» **PROBLEM REQUIREMENTS**:
Answer these from the passage on colorectal cancer screening below.
(a) From what age to what age did the USPSTF lower the recommended starting age for colorectal screening?
(b) How many new cases of rectal cancer does the American Cancer Society estimate will be diagnosed this year?
(c) For which age group does the task force say screening should be based on the patient's situation?

» **PASSAGE**:
· · · · · · ·
Undergoing colorectal cancer (CRC) screenings starting at age 45 could be a new lease on life for millions of people in the United States.
The U.S. Preventive Services Task Force (USPSTF) on May 18 released its final recommendation to lower the colorectal screening age from 50 to 45, providing an opportunity for earlier detection and prevention of the disease. The USPSTF is an independent, volunteer panel of national experts in disease prevention and evidence-based medicine.
“The incidence of colorectal cancer in 45-year-olds is the same as it was in 50-year-olds when the screening benefit for age 50 was implemented,” said John Popp Jr., MD, Medical Director for AMSURG. “Dropping the age to 45 may get those 50 and older screened earlier. We have found in our AMSURG data that the average age for initial screening is about 58.”
Increase in Cases
Colorectal cancer is the second most common cancer diagnosed in both men and women in the United States. The American Cancer Society (ACS) estimates 104,270 new cases of colon cancer and 45,230 new cases of rectal cancer will be diagnosed this year.
The number of colorectal cancer cases have been increasing since the mid-1980s in adults ages 20-39 and since the mid-1990s in adults ages 40-54, according to the ACS.
“In 2020, about 12 percent of all cases of CRC occurred in the under 50 year old population. Furthermore, patients diagnosed prior to age 50 were more likely to have advanced disease at diagnosis,” Popp noted.
The task force also recommends people ages 45 to 75 should undergo screenings, while individuals ages 76 to 85 should be screened based on the patient’s situation.
According to the USPSTF, “These recommendations apply to adults without symptoms and who do not have a personal history of colorectal polyps or a personal or family health history of genetic disorders that increase the risk of colorectal cancer.”
· · · · · · ·
» **DATA TO EXAMINE**:
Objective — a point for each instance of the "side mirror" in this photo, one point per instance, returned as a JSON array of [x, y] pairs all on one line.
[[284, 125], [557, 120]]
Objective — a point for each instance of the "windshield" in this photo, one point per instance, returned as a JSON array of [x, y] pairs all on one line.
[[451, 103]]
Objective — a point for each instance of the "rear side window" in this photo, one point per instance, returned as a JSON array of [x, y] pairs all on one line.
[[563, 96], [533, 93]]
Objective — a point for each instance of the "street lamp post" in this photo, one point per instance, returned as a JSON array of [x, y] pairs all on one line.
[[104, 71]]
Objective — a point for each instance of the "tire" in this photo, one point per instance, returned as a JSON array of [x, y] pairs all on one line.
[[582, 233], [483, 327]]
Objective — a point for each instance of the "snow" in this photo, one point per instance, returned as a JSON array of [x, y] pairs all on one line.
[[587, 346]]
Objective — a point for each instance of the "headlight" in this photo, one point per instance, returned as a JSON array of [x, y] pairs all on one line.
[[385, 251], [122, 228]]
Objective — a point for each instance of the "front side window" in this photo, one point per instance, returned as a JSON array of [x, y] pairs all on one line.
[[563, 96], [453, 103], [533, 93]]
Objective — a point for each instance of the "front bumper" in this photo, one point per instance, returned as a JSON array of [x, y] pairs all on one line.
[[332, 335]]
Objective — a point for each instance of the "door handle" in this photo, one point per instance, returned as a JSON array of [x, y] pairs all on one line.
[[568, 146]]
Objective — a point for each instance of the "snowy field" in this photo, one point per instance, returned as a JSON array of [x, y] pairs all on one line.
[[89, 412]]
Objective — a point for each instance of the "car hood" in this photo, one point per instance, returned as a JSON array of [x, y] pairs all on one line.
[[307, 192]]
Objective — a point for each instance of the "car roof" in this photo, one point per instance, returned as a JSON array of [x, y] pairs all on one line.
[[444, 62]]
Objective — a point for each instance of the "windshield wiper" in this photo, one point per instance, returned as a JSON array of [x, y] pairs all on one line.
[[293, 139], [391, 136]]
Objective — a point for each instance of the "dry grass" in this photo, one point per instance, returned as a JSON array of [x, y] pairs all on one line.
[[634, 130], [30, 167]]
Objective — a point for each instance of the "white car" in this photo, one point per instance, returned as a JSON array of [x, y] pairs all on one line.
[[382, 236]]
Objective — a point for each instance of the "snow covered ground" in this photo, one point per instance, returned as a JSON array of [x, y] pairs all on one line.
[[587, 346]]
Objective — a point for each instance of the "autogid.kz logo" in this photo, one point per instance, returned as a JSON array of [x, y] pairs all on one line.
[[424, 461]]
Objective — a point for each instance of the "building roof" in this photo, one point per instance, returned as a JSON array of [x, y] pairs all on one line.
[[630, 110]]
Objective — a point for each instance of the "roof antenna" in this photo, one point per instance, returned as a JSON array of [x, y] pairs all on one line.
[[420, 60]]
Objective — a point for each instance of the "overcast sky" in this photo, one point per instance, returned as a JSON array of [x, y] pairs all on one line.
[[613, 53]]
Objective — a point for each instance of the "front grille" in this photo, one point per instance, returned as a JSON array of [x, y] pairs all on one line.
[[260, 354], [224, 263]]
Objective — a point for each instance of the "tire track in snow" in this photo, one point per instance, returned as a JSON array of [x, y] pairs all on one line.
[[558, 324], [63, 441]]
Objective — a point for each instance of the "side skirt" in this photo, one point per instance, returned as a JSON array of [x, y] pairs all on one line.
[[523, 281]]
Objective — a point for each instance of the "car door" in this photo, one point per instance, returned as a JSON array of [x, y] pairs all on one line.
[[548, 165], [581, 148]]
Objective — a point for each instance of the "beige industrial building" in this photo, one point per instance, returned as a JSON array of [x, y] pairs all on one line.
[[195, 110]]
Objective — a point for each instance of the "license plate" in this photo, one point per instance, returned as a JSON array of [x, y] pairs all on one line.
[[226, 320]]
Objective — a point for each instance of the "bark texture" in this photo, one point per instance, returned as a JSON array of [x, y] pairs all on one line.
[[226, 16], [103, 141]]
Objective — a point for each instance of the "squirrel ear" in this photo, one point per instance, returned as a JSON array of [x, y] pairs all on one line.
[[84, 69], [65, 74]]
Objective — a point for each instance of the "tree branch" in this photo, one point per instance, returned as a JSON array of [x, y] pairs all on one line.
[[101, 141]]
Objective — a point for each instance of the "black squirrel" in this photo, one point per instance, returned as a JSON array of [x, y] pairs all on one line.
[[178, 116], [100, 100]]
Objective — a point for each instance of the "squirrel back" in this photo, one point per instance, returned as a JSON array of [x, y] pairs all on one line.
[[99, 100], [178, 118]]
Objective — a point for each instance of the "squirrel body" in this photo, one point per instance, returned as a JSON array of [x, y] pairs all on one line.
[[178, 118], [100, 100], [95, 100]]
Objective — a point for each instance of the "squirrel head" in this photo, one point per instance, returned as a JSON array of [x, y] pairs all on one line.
· · · · · · ·
» **RESULT**:
(a) From 50 to 45.
(b) 45,230.
(c) Ages 76 to 85.